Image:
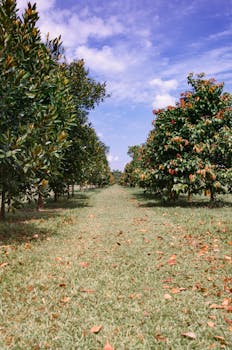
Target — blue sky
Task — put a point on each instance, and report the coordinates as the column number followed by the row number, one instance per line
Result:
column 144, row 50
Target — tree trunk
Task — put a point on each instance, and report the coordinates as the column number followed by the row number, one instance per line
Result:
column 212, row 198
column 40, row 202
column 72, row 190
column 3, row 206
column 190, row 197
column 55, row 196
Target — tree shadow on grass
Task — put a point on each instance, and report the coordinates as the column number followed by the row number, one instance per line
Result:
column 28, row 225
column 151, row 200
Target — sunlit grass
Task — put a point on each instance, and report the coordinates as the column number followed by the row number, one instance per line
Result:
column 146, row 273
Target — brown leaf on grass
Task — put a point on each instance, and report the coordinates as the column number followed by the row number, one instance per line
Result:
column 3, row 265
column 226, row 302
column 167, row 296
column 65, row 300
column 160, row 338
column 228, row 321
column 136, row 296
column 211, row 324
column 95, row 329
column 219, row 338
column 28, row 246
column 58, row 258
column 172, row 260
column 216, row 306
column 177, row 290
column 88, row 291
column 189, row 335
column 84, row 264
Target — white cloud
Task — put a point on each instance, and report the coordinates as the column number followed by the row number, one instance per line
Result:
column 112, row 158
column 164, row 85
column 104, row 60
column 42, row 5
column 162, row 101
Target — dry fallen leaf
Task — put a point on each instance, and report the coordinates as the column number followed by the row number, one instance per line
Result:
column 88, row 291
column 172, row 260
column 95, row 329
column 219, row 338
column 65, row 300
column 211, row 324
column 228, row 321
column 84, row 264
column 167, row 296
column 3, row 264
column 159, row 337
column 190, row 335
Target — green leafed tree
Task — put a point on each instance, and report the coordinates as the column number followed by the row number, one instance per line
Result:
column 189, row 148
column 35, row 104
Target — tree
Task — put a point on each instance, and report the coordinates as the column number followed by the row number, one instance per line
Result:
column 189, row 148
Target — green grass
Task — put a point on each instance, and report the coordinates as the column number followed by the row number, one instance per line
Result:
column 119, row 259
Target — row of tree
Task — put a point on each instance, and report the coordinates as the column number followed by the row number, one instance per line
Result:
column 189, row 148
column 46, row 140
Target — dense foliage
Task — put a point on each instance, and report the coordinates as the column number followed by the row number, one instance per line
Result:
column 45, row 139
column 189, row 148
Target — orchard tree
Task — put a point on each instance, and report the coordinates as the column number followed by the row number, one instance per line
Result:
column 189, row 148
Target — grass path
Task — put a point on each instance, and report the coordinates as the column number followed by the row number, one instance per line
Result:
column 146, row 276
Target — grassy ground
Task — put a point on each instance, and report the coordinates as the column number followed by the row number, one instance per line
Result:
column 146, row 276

◆ **What is asked**
Can you retype, word for word, the stretch of the records above from the line containing "Target — dry fallen leaf" through the line containing "column 119, row 259", including both of those lines?

◆ **Result**
Target — dry fallen leaf
Task — put a point on each instance, and report the coordinates as the column number followed by the row number, one instance per line
Result:
column 88, row 291
column 172, row 260
column 95, row 329
column 219, row 338
column 65, row 300
column 211, row 324
column 228, row 321
column 84, row 264
column 167, row 296
column 3, row 264
column 159, row 337
column 190, row 335
Target — green leafed tree
Task — put a point on each instance, and report the coordinates as the column number followed by the row number, one instance per line
Result:
column 189, row 148
column 35, row 104
Target — tree
Task — put a point on each instance, and report the coordinates as the column number followed by the row number, one instance per line
Result:
column 189, row 148
Target — green grass
Task — put a point on each instance, and report the coordinates as the column number followed by the row number, one instance per line
Result:
column 119, row 259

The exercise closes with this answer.